◆ SOURCE EXCERPT:
<<<<

Structural economic reforms are normally accompanied by so-called transformational recession—a period of marked contraction of production, slower GDP growth, and accompanying challenges, such as reductions in real incomes of households and growth of unemployment.
A government that puts in place structural reforms should emphasize the willingness of the population to endure accompanying economic challenges; otherwise reforms may pose risks of either consolidation of authoritarianism (in order to protect the kamikaze government from public discontent using undemocratic measures), or populism and cancellation of reforms.
Therefore, if the transformation process takes too long, the economic recession proves too deep, or the population fails to comprehend the ratio of costs to benefits of reforms, the number of citizens wishing for reforms to be cancelled may grow, which may ultimately bring about political instability.

>>>>

[Excerpts of labeled region data]

<<<<

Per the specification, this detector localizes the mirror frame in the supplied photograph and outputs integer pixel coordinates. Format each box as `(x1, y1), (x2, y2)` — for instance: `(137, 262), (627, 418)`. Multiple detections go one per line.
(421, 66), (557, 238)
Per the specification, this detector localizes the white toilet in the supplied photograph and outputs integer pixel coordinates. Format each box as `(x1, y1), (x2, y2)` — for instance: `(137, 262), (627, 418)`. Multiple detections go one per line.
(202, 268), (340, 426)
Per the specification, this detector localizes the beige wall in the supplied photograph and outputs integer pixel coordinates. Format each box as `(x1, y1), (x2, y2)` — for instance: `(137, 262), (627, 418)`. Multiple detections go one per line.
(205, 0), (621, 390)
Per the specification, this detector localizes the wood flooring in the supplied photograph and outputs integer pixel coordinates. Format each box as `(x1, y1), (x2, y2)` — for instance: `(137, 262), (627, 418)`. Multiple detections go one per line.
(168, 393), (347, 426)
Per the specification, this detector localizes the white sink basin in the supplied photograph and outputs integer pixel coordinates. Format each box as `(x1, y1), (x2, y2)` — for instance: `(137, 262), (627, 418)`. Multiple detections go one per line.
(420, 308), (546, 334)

>>>>

◆ PROBLEMS AND TASKS:
- a) Give again the stretch of the listing from the line containing "Per the specification, this detector localizes the white sink" through the end of the listing, switching "sink basin" to "bathroom sink" and leaving everything else unchanged.
- b) Continue the text on structural economic reforms from its last sentence.
The text and the listing are unrelated to each other.

◆ TASK RESULTS:
- a)
Per the specification, this detector localizes the white bathroom sink in the supplied photograph and outputs integer pixel coordinates. Format each box as `(x1, y1), (x2, y2)` — for instance: `(137, 262), (627, 418)`. Multiple detections go one per line.
(420, 308), (546, 334)

- b)
The new economic crisis in Belarus that started in 2015 is an important context to understand the response of the population to the changes driven by the transformational recession following the introduction of potential reforms. It is estimated that once citizens become exposed to the consequences of the slower economic growth amid the crisis they will be more rational in assessing their willingness to put up with the hardships that are typical of the reform process. In other words, reforms can be interpreted as an inevitable transition from the crisis to stabilization (from the horrible to the bad or the good), rather than the deformation of stability. The findings of the poll that BISS has conducted as part of its REFORUM project allow assessing the willingness to deal with these difficulties.
As we wrote previously, the share of the Belarusians who believe that the country needs reforms, or rather needs reforms, slightly increased in 2015 compared with the level reported for 2014, by 1.2 and 7.3 points, respectively. Most of the population believes that Belarus is in need of reforms: the proportion of those who think that the country requires no reforms is less than 15%, and the “no answer/undecided” group shrank from 4% to 3.5%.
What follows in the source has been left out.